◆ TASK INPUTS:
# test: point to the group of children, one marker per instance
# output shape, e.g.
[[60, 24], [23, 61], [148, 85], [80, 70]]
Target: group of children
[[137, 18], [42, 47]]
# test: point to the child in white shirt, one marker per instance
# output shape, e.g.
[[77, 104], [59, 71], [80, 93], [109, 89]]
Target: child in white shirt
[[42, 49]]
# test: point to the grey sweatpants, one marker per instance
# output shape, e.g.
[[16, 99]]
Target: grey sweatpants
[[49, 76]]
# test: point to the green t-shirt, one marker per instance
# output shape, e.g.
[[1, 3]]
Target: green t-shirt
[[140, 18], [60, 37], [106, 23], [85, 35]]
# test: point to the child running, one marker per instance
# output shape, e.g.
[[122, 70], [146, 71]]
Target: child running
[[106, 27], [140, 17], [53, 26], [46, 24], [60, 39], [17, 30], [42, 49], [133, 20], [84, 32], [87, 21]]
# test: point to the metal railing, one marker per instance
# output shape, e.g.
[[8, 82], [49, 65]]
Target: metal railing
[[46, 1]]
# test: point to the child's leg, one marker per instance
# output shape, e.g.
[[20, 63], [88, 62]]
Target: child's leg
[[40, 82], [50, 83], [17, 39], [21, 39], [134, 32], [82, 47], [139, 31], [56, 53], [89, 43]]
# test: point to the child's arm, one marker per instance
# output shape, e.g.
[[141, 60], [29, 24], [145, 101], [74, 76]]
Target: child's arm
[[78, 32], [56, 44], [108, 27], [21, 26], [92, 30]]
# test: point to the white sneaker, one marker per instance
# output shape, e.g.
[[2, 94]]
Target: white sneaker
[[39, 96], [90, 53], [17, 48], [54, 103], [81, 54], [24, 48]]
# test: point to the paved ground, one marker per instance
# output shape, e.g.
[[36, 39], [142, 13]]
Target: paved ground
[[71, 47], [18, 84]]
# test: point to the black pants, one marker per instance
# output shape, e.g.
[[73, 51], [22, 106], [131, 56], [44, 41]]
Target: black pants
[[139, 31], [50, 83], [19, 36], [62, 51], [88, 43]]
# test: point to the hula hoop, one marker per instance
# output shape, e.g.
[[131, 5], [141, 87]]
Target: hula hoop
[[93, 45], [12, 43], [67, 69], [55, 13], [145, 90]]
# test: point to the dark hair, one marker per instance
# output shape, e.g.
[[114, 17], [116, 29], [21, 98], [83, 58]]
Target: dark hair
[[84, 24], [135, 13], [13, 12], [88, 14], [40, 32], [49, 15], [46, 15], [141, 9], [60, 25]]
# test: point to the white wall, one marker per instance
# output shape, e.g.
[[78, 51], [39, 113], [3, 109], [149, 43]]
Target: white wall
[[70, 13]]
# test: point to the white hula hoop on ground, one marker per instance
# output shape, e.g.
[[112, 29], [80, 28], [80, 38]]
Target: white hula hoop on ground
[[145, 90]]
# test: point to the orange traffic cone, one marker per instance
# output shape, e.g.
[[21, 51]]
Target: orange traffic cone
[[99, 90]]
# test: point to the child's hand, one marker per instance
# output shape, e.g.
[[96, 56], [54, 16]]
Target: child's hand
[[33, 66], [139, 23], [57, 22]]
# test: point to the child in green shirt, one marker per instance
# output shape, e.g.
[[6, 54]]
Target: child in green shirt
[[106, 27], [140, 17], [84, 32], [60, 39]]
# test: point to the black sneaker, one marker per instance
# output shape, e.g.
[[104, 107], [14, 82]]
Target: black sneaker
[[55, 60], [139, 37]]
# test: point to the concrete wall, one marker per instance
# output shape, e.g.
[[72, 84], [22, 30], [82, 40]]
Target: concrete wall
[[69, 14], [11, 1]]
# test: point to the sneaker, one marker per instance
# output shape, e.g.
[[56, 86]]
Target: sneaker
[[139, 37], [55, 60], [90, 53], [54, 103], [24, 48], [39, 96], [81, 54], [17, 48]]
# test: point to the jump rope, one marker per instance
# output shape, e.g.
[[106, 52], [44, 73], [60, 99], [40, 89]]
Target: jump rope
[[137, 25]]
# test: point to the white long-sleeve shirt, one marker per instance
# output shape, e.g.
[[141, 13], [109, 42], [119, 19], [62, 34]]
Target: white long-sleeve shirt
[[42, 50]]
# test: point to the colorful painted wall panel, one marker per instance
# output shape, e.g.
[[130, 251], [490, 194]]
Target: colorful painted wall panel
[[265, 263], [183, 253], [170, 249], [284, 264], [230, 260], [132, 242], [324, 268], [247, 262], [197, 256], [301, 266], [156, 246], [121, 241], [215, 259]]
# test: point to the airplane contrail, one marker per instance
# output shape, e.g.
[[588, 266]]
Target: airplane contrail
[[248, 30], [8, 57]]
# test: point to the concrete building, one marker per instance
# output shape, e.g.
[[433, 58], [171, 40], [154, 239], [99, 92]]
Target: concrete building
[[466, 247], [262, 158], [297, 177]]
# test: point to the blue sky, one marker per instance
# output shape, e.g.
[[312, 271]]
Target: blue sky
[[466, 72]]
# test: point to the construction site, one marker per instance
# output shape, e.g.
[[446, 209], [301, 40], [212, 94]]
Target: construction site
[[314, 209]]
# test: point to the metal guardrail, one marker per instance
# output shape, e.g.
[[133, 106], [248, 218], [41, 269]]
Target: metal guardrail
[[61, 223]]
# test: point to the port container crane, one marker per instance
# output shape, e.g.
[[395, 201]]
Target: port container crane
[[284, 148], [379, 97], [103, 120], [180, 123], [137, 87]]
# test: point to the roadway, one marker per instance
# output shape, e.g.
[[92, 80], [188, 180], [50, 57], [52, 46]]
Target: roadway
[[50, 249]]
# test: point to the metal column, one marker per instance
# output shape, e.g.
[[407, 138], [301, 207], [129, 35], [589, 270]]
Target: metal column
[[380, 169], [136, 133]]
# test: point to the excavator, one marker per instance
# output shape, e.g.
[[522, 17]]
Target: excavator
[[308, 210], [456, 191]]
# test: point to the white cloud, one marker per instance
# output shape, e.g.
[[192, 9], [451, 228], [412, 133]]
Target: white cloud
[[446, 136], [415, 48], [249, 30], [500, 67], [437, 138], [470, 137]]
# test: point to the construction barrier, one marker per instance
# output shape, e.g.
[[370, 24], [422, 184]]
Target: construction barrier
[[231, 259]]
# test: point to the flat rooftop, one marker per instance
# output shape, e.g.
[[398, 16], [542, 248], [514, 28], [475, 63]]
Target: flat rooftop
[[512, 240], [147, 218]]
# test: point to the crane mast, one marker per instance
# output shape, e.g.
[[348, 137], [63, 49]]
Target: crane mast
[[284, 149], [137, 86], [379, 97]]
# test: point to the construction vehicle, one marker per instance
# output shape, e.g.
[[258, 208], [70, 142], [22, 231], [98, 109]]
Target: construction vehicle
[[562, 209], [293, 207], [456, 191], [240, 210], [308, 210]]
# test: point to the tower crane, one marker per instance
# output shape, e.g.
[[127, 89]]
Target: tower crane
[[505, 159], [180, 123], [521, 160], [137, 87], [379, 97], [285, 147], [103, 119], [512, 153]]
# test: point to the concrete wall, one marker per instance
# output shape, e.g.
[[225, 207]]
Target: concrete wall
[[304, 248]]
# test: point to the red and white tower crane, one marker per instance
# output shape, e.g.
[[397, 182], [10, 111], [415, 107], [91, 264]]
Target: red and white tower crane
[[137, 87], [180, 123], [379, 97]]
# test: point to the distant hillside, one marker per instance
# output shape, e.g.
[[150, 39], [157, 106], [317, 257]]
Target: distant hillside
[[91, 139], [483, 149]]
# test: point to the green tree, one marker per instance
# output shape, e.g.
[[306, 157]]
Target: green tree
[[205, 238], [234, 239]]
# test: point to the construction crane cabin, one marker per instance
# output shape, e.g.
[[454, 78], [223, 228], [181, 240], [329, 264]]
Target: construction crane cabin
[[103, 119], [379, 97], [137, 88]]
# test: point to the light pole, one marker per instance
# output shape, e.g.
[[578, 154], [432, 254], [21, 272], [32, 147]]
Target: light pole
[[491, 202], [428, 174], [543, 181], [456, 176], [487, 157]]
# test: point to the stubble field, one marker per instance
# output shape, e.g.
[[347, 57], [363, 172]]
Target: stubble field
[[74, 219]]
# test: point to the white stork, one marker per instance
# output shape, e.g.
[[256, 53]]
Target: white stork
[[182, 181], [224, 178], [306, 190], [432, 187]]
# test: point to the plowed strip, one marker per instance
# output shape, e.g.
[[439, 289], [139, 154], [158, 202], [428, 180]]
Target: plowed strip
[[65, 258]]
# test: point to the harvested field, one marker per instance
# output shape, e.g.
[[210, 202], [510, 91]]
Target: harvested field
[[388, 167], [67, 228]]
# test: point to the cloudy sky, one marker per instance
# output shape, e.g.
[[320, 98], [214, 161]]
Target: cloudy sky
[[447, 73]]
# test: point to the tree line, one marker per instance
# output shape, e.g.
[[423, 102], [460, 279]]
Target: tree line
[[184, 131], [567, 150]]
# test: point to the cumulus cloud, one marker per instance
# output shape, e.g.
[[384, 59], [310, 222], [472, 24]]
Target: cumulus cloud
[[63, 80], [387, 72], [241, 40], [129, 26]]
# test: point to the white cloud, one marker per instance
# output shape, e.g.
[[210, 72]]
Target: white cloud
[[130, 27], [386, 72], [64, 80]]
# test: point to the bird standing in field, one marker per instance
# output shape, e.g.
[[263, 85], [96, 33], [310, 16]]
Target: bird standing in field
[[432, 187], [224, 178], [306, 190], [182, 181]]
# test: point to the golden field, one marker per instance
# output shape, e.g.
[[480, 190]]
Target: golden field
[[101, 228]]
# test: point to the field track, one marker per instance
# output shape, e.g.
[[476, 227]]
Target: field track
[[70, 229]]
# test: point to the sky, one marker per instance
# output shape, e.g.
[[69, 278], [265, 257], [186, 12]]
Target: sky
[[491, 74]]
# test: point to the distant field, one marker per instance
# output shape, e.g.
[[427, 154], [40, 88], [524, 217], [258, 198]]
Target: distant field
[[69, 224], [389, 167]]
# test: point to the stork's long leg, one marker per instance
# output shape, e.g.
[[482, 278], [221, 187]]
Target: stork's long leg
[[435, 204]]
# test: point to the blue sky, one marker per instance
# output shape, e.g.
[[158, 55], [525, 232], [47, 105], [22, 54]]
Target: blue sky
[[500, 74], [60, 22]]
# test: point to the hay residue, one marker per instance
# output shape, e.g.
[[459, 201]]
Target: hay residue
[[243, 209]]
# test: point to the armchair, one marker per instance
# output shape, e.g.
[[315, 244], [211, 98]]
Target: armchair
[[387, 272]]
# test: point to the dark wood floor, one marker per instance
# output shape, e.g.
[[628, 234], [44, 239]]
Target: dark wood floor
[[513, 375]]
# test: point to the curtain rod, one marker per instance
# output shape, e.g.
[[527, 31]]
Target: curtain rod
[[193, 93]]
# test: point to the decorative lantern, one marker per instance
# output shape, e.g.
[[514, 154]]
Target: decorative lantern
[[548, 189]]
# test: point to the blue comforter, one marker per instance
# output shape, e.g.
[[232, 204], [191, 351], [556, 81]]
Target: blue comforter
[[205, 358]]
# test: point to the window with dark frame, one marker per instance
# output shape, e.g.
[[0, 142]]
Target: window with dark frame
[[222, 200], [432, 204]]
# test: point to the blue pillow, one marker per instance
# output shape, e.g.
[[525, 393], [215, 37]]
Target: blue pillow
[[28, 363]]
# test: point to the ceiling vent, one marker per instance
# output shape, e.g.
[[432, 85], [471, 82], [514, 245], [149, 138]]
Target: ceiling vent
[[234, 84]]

◆ REQUIRED WORK: Exactly the lines from the start of the entries through the one bearing "[[122, 70], [146, 71]]" are to be output, with both ends included.

◆ EXERCISE ANSWER:
# test: point to the group of children, one marker per instance
# output shape, e.g.
[[60, 24], [23, 61], [148, 85], [80, 70]]
Target: group of children
[[137, 18], [42, 47]]
# test: point to the child in white shirt, one marker per instance
# output shape, e.g.
[[77, 104], [59, 71], [80, 93], [109, 89]]
Target: child in white shirt
[[42, 49]]
# test: point to the grey sweatpants, one marker per instance
# output shape, e.g.
[[16, 99]]
Target: grey sweatpants
[[49, 76]]
# test: point to the green t-shirt, one marker per instance
# output shape, e.g.
[[1, 3]]
Target: green t-shirt
[[140, 18], [60, 37], [106, 23], [85, 35]]
# test: point to the child running, one marker per instance
# output shape, e.g.
[[122, 70], [146, 71]]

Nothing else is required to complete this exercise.